··· SELECTED PASSAGE ···

WASHINGTON (Reuters) - U.S. manufacturing activity increased to a three-year high in February amid an acceleration in new orders, but factories continued to face higher costs for raw materials and other inputs as the pandemic drags on.
The Institute for Supply Management (ISM) said on Monday its index of national factory activity rebounded to a reading of 60.8 last month from 58.7 in January. That was the highest level since February 2018.
A reading above 50 indicates expansion in manufacturing, which accounts for 11.9% of the U.S. economy. Economists polled by Reuters had forecast the index edging up to 58.9 in February.
The increase was despite a global semiconductor chip shortage, which has hurt production at automobile plants.
The survey added to solid January data on consumer spending, building permits, factory production and home sales in suggesting that the economy got off to a strong start in the first quarter, thanks to nearly $900 billion in additional COVID-19 relief money from the government and a drop in new coronavirus infections and hospitalizations.
But the year-long pandemic has gummed up the supply chain, boosting production costs for manufacturers. The survey’s measure of prices paid by manufacturers jumped to a reading of 86.0, the highest since July 2008, from 82.1 in January.
This follows data last month showing a surge in consumers’ near-term inflation expectations, and fits in with views that inflation will accelerate in the months ahead. Economists are, however, split on whether the anticipated spike in price pressures will be transitory or not.
U.S. Treasury yields have risen, with investors betting that extremely accommodative monetary and fiscal policy will boost inflation. Federal Reserve Chair Jerome Powell has played down these fears, citing three decades of lower and stable prices.
There is also ample capacity in the labor market, with at least 19 million people on unemployment benefits. But Americans grounded at home by COVID-19 have accumulated excess savings, which can provide to a powerful tailwind to spending.
Manufacturing has been driven by strong demand for goods, like electronics and furniture, as 23.2% of the labor force works from home because of the virus. Demand could, however, shift back to services in the summer as more Americans get vaccinated, and slow manufacturing activity from current levels.
The ISM’s forward-looking new orders sub-index increased to a reading of 64.8 last month from 61.1 in January. Factories also received more export orders and order backlogs swelled. As a result, factories stepped up hiring last month.
The survey’s manufacturing employment gauge rose to 54.4, the highest reading since March 2019, from 52.6 in January.
That offers cautious optimism that employment growth picked up last month after nonfarm payrolls increased by only 49,000 jobs in January. The economy has recovered 12.3 million of the 22.2 million jobs lost during the pandemic.

··· AVAILABLE DATA ···

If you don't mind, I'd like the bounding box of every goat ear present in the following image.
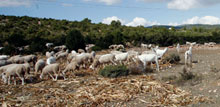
[152,48,156,53]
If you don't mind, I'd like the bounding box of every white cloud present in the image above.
[0,0,31,7]
[126,17,160,27]
[183,16,220,25]
[167,0,199,10]
[137,0,167,3]
[167,0,220,10]
[102,16,125,24]
[84,0,121,5]
[61,3,73,7]
[139,0,220,10]
[168,22,180,26]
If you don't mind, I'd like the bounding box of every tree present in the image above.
[65,29,85,50]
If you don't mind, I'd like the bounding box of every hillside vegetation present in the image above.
[0,15,220,54]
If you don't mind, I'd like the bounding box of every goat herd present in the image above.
[0,42,215,85]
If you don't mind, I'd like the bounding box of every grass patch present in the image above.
[162,67,203,86]
[163,53,181,64]
[99,65,129,78]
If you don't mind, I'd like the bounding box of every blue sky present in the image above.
[0,0,220,26]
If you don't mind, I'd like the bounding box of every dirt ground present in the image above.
[0,46,220,107]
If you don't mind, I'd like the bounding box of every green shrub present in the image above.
[99,65,129,78]
[65,29,85,50]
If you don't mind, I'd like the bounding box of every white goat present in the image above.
[115,52,128,64]
[176,43,180,53]
[46,43,53,48]
[40,63,60,81]
[136,53,159,71]
[185,46,192,65]
[46,51,54,58]
[110,51,123,55]
[2,64,26,85]
[62,62,79,80]
[34,59,46,73]
[0,55,9,60]
[47,56,56,65]
[156,48,168,58]
[89,54,116,70]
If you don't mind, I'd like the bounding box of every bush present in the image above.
[65,29,85,50]
[176,67,203,85]
[29,37,47,53]
[99,65,129,78]
[163,53,180,64]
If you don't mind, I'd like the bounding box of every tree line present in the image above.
[0,15,220,54]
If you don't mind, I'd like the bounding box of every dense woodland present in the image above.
[0,15,220,54]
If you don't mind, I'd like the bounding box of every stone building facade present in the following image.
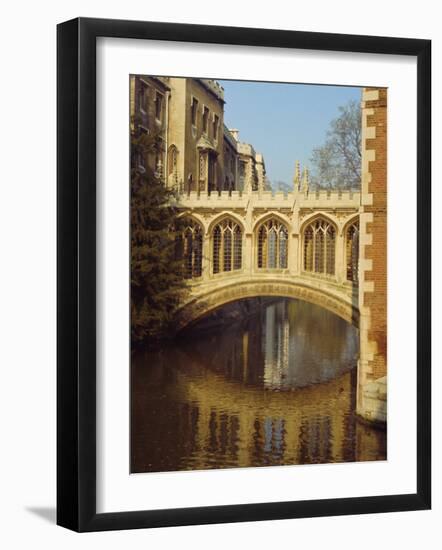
[130,75,266,193]
[130,76,170,177]
[130,76,387,422]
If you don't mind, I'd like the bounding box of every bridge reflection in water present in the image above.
[131,299,386,472]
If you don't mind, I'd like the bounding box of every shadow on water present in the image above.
[131,298,386,472]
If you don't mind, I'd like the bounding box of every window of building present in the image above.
[177,220,203,279]
[258,218,288,269]
[213,115,219,141]
[137,153,146,172]
[167,144,178,184]
[138,81,148,113]
[155,92,164,120]
[203,107,209,134]
[304,218,336,275]
[212,218,242,274]
[345,221,359,283]
[191,97,198,126]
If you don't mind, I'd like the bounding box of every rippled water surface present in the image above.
[131,299,386,472]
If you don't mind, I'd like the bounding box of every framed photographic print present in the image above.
[57,18,431,531]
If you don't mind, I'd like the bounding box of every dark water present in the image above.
[131,299,386,472]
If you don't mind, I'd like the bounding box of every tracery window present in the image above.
[167,145,178,184]
[304,218,336,275]
[258,218,288,269]
[177,219,203,279]
[345,221,359,283]
[212,218,242,274]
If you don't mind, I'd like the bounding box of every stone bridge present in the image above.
[174,187,360,328]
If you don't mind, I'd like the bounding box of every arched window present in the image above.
[304,218,336,275]
[167,145,178,184]
[345,221,359,283]
[177,220,203,279]
[212,218,242,273]
[258,218,288,269]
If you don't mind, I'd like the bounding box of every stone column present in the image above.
[288,205,301,275]
[202,231,212,281]
[336,232,347,283]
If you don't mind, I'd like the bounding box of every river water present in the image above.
[131,299,386,472]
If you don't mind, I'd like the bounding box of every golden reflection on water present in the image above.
[131,300,386,472]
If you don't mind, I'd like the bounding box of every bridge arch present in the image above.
[207,210,245,237]
[253,210,292,236]
[299,211,340,237]
[177,277,359,331]
[177,211,207,233]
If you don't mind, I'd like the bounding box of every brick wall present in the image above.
[363,88,387,379]
[359,88,387,396]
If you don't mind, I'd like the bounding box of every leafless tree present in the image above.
[310,100,361,189]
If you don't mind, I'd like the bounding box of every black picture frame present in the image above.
[57,18,431,531]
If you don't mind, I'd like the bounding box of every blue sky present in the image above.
[219,80,361,188]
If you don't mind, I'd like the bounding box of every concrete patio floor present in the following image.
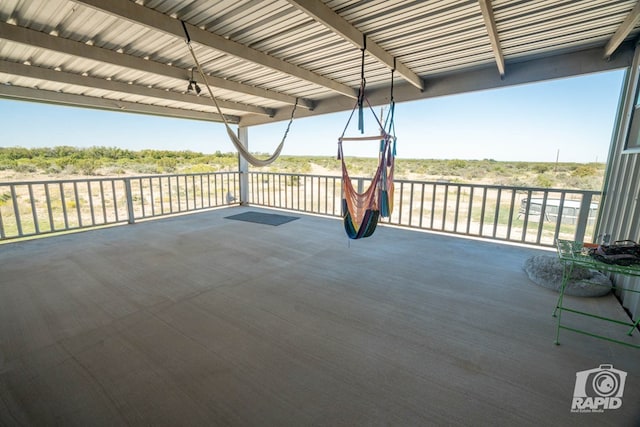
[0,207,640,426]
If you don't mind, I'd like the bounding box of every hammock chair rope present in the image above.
[182,21,298,167]
[338,49,396,239]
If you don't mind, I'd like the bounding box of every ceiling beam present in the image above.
[76,0,358,98]
[287,0,424,90]
[0,22,315,109]
[0,60,275,116]
[604,0,640,59]
[239,42,635,125]
[0,85,240,124]
[478,0,504,78]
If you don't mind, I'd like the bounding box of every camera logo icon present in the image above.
[571,364,627,412]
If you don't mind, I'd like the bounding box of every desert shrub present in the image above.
[156,157,178,172]
[13,159,38,173]
[535,175,553,188]
[0,192,11,206]
[571,164,598,178]
[74,159,99,175]
[533,164,551,173]
[181,164,218,173]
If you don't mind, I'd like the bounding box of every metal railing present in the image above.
[0,172,600,247]
[249,172,600,247]
[0,172,240,240]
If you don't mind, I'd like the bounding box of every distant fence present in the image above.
[0,172,239,240]
[249,172,600,247]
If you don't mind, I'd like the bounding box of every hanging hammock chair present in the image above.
[181,21,298,167]
[338,48,396,239]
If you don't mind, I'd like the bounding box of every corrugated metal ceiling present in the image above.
[0,0,639,124]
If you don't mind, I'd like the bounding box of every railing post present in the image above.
[10,185,22,237]
[575,193,592,242]
[238,126,249,205]
[124,178,136,224]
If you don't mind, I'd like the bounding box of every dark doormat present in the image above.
[225,211,300,225]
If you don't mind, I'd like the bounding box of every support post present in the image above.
[238,126,249,205]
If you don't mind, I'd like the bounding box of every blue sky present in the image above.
[0,71,624,163]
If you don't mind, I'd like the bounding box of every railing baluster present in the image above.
[442,184,449,231]
[149,177,156,216]
[73,181,82,228]
[0,172,598,246]
[507,189,516,240]
[111,179,118,222]
[44,183,56,232]
[478,187,487,237]
[60,183,69,230]
[28,184,40,234]
[492,188,502,239]
[100,181,109,224]
[466,185,475,234]
[409,182,413,227]
[418,182,426,228]
[87,181,96,226]
[453,184,462,232]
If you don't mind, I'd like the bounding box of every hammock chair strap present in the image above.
[181,21,298,167]
[338,60,396,239]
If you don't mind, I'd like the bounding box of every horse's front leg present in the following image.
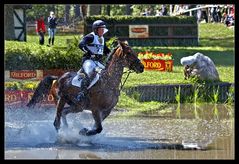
[53,98,66,132]
[79,110,103,136]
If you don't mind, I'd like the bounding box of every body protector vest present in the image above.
[86,32,104,55]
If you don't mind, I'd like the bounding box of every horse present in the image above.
[27,40,144,136]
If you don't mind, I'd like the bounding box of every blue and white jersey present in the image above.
[86,32,104,55]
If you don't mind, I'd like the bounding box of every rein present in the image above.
[119,70,134,91]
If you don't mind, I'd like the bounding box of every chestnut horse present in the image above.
[27,40,144,136]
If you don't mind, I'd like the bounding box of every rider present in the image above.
[76,20,110,102]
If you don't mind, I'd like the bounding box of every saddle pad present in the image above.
[71,73,100,89]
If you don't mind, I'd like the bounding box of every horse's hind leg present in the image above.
[53,98,66,131]
[79,110,103,136]
[61,105,76,127]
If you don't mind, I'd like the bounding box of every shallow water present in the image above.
[5,104,235,159]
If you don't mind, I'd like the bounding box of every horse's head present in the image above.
[119,41,144,73]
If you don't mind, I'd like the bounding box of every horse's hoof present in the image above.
[79,128,88,136]
[86,130,98,136]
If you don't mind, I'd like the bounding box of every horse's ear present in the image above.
[123,40,129,46]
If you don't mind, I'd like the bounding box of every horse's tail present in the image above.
[27,76,58,108]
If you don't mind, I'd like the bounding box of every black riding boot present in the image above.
[48,38,51,46]
[76,76,90,102]
[51,37,55,45]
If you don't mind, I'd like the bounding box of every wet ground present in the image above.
[5,104,235,159]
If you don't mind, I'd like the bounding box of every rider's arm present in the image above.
[79,34,94,53]
[104,43,111,55]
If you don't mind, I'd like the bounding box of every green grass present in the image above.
[5,23,235,115]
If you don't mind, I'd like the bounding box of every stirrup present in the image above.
[76,92,86,101]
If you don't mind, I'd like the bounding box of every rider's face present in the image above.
[98,28,104,36]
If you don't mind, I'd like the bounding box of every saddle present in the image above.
[71,69,101,89]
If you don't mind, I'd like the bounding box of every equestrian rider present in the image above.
[76,20,110,102]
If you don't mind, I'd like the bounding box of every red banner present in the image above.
[4,90,55,107]
[141,59,173,72]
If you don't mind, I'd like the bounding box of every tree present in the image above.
[74,4,81,19]
[81,5,88,18]
[126,4,132,15]
[89,4,101,16]
[64,4,71,25]
[4,4,16,40]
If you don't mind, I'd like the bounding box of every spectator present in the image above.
[36,15,46,45]
[47,11,57,47]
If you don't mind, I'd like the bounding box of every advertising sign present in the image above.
[129,25,149,38]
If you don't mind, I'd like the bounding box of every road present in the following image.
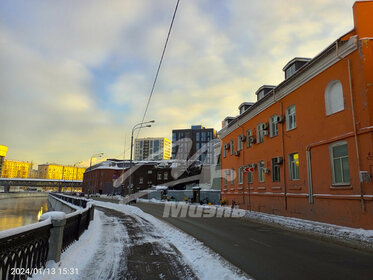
[134,203,373,280]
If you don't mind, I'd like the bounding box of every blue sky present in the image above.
[0,0,354,164]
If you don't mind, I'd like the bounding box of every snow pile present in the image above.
[32,210,127,280]
[91,201,251,280]
[241,210,373,246]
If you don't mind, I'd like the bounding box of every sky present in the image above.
[0,0,354,165]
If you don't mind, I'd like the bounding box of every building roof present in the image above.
[282,57,311,71]
[218,35,357,137]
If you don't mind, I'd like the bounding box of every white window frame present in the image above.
[230,168,235,185]
[237,134,243,151]
[329,141,351,186]
[224,170,228,186]
[258,160,265,183]
[238,166,243,185]
[269,115,278,137]
[272,158,281,182]
[247,168,253,184]
[324,80,344,116]
[286,104,297,131]
[246,128,252,148]
[256,123,264,144]
[289,153,300,181]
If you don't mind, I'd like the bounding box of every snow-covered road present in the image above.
[32,201,250,280]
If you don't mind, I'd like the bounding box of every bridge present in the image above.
[0,178,83,192]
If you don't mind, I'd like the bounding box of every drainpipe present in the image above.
[306,145,313,204]
[280,101,288,210]
[335,41,365,212]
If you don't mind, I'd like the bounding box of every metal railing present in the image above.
[0,219,52,280]
[0,193,94,280]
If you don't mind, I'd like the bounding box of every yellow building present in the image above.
[38,163,85,180]
[1,160,32,178]
[0,145,8,176]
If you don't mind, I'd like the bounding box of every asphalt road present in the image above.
[134,203,373,280]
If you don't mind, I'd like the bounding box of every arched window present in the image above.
[325,80,344,116]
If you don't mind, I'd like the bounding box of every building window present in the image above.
[246,129,252,148]
[269,115,278,137]
[224,170,229,186]
[289,153,299,180]
[258,160,265,182]
[286,105,297,130]
[272,158,281,182]
[247,172,253,184]
[238,166,243,184]
[285,63,296,79]
[325,80,344,116]
[231,168,234,185]
[329,142,350,185]
[256,123,264,143]
[237,134,242,151]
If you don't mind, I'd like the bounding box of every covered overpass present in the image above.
[0,178,83,192]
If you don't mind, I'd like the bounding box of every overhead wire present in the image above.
[136,0,180,138]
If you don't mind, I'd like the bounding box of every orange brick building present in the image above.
[219,1,373,229]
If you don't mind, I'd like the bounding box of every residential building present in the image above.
[83,159,211,195]
[1,159,32,178]
[38,163,85,180]
[219,1,373,229]
[172,125,216,164]
[0,145,8,176]
[134,138,171,161]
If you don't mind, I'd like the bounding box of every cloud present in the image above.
[0,0,354,164]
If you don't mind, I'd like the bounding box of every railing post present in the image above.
[40,211,66,262]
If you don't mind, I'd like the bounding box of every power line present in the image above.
[136,0,180,138]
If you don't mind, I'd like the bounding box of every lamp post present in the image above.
[89,153,104,167]
[128,120,155,194]
[88,153,104,198]
[71,161,82,193]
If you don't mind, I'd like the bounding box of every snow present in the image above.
[0,218,52,239]
[138,198,373,247]
[32,210,126,280]
[91,201,251,280]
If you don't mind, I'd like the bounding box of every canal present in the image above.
[0,196,48,231]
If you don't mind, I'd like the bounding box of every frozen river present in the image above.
[0,197,48,231]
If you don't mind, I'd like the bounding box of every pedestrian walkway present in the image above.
[95,207,197,279]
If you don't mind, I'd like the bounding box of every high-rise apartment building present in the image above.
[134,138,171,161]
[0,145,8,176]
[1,160,32,178]
[38,163,85,180]
[172,125,216,164]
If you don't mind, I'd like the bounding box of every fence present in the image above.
[0,193,94,280]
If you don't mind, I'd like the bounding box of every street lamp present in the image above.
[89,153,104,167]
[71,161,82,193]
[88,153,104,198]
[128,120,155,194]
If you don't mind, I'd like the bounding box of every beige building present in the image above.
[134,137,171,161]
[1,160,32,178]
[38,163,85,180]
[0,145,8,176]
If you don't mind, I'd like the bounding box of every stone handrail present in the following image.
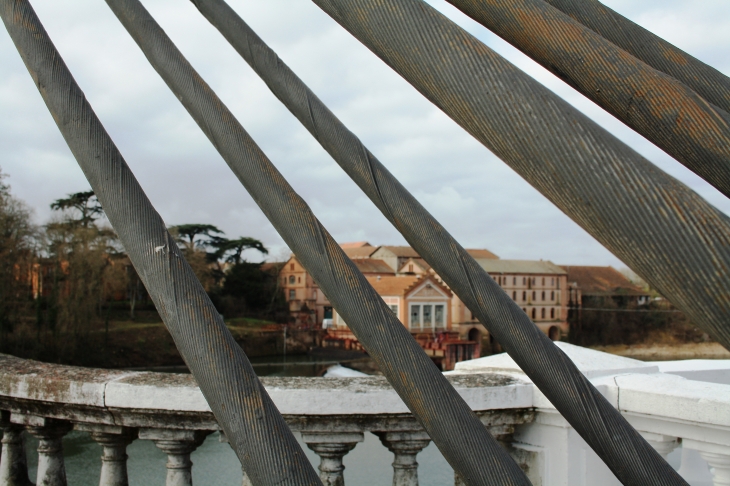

···

:: PROBLEM 1 ::
From the article on U.S. manufacturing activity, quote the part that begins with the words "Manufacturing has been" and ends after "hiring last month.".
:: PROBLEM 2 ::
In the article on U.S. manufacturing activity, what reading did the survey's manufacturing employment gauge reach in February?
The records are separate material and have nothing to do with the article on U.S. manufacturing activity.

:: WORKED SOLUTION 1 ::
Manufacturing has been driven by strong demand for goods, like electronics and furniture, as 23.2% of the labor force works from home because of the virus. Demand could, however, shift back to services in the summer as more Americans get vaccinated, and slow manufacturing activity from current levels.
The ISM’s forward-looking new orders sub-index increased to a reading of 64.8 last month from 61.1 in January. Factories also received more export orders and order backlogs swelled. As a result, factories stepped up hiring last month.

:: WORKED SOLUTION 2 ::
54.4